[[ Dataset, beginning ]]
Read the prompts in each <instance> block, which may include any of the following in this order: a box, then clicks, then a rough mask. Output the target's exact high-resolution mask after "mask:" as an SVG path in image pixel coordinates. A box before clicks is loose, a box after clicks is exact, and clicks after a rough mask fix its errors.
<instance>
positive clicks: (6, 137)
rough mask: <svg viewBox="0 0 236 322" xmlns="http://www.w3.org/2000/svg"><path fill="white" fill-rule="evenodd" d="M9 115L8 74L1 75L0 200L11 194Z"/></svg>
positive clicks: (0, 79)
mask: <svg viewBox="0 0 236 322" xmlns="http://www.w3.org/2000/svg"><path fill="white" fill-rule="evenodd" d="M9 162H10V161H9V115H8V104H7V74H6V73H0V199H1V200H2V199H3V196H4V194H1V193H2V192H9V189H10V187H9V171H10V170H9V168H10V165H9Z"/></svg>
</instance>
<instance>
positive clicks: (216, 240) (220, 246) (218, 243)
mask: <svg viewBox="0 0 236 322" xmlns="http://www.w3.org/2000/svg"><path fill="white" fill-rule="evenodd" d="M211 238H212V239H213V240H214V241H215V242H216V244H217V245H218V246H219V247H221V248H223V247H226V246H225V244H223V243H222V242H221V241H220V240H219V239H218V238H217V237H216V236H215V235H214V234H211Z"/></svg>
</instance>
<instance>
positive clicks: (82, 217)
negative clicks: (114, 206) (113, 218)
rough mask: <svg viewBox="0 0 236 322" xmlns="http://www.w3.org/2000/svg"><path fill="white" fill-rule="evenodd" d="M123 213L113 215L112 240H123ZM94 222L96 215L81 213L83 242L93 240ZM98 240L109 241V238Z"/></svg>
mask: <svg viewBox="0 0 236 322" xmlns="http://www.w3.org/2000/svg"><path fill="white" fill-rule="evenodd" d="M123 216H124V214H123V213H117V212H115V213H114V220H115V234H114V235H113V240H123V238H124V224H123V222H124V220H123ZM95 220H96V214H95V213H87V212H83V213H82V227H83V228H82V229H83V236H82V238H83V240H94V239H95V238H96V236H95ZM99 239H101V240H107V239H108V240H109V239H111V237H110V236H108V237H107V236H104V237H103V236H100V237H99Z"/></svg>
[[ Dataset, end ]]
* Aim of the exercise:
Write out each entry again, character for character.

* Written response:
Read the prompts in each <instance> block, which may include any of the following in this order: a box, then clicks, then a rough mask. Output the target's exact high-resolution mask after "mask:" as an SVG path in image pixel coordinates. A box before clicks is loose, a box after clicks is exact, and clicks after a rough mask fix its errors.
<instance>
positive clicks: (6, 137)
rough mask: <svg viewBox="0 0 236 322" xmlns="http://www.w3.org/2000/svg"><path fill="white" fill-rule="evenodd" d="M9 115L8 74L1 75L0 200L11 194Z"/></svg>
positive clicks: (0, 79)
mask: <svg viewBox="0 0 236 322" xmlns="http://www.w3.org/2000/svg"><path fill="white" fill-rule="evenodd" d="M9 162H10V161H9V115H8V104H7V74H6V73H0V199H1V200H2V199H3V196H4V194H1V193H2V192H9V189H10V187H9V171H10V170H9V168H10V165H9Z"/></svg>
</instance>
<instance>
positive clicks: (216, 240) (220, 246) (218, 243)
mask: <svg viewBox="0 0 236 322" xmlns="http://www.w3.org/2000/svg"><path fill="white" fill-rule="evenodd" d="M211 238H212V239H213V240H214V241H215V242H216V244H217V245H218V246H219V247H221V248H223V247H226V246H225V244H223V243H222V242H221V241H220V240H219V239H218V238H217V237H216V236H215V235H214V234H211Z"/></svg>
</instance>
<instance>
positive clicks: (82, 217)
negative clicks: (114, 206) (113, 218)
rough mask: <svg viewBox="0 0 236 322" xmlns="http://www.w3.org/2000/svg"><path fill="white" fill-rule="evenodd" d="M123 213L113 215L112 240H123ZM94 222L96 215L81 213L83 242L93 240ZM98 240L109 241V238Z"/></svg>
mask: <svg viewBox="0 0 236 322" xmlns="http://www.w3.org/2000/svg"><path fill="white" fill-rule="evenodd" d="M123 216H124V214H123V213H117V212H115V213H114V220H115V234H114V235H113V240H123V238H124V224H123V222H124V220H123ZM95 220H96V214H95V213H87V212H83V213H82V227H83V228H82V229H83V236H82V238H83V240H94V239H95V238H96V236H95ZM99 239H101V240H107V239H108V240H109V239H111V237H110V236H108V237H107V236H104V237H103V236H100V237H99Z"/></svg>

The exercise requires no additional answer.